**Prompt:** Find the line holding "of the small" in the entries below. Give it again exactly, along with every line after it up to and including the line holding "x=303 y=344".

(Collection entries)

============

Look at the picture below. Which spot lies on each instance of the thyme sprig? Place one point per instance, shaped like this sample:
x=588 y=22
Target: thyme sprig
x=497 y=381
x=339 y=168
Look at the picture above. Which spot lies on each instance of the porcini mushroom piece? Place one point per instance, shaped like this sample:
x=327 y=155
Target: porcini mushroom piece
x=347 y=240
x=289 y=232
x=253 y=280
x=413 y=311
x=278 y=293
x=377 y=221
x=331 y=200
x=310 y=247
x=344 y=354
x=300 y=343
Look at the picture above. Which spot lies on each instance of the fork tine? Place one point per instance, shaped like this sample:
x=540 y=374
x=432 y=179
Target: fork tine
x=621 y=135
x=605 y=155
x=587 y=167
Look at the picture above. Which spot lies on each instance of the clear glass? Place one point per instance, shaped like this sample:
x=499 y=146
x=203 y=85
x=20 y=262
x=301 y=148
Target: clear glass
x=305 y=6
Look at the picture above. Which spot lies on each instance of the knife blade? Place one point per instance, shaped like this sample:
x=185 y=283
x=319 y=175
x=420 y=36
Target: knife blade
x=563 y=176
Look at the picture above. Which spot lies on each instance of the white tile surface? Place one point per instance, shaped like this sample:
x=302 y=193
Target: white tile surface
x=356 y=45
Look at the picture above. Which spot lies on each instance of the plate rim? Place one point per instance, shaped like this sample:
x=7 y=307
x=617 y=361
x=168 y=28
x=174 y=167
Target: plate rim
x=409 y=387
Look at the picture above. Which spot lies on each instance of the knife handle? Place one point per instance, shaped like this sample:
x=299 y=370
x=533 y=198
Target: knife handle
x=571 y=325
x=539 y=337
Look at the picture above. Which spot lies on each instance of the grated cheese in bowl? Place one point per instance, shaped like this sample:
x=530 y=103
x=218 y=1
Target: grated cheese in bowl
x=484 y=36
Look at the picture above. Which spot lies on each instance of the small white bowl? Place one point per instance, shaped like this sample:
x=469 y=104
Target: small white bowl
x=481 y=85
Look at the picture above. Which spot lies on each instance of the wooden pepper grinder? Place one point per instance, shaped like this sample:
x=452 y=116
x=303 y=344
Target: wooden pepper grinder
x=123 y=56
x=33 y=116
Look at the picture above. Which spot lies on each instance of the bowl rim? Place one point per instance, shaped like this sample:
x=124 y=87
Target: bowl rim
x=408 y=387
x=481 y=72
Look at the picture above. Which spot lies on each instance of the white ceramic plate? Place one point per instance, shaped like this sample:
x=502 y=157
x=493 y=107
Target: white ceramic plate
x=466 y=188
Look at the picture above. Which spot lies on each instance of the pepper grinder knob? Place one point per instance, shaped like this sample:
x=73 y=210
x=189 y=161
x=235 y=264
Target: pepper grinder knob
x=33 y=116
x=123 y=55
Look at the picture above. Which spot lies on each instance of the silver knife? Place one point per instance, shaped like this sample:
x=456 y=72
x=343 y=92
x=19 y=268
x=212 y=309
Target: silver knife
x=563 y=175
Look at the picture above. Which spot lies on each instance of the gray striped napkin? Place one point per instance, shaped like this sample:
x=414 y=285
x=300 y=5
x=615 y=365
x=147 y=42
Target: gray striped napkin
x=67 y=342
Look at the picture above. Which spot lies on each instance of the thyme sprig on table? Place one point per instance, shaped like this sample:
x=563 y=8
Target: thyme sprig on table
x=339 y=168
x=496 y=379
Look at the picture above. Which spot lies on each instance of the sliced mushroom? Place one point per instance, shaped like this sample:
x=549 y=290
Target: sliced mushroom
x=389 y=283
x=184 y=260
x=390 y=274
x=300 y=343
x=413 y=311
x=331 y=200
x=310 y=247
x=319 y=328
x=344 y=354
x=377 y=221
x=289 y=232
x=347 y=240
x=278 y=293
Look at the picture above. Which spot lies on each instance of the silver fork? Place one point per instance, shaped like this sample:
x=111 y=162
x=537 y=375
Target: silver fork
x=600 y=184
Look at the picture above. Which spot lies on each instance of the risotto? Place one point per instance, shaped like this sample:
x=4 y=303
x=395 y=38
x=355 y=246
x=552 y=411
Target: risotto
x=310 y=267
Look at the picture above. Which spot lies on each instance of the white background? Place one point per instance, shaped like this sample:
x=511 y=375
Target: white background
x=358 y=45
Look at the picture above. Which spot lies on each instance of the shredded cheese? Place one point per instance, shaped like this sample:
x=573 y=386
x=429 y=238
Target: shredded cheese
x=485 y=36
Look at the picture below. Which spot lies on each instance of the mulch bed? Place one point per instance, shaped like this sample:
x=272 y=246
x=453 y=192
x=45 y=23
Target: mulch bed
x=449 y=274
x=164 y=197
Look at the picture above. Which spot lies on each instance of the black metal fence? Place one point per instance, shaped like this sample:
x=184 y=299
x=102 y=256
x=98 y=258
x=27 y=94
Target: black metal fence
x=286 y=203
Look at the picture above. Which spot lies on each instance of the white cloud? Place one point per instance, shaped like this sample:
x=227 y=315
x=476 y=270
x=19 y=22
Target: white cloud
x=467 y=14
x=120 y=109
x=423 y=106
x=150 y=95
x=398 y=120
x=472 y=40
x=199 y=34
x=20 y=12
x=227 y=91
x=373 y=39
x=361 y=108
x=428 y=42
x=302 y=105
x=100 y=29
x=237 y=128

============

**Written response:**
Look at the picture above. Which spot lies on each instance of the small white bowl? Place one point per instance, shaped like this sample:
x=469 y=104
Target: small white bowl
x=481 y=85
Look at the picture above. Which spot lies on each instance of the wooden pepper grinder? Place one point per instance, shaped like this sample:
x=452 y=116
x=303 y=344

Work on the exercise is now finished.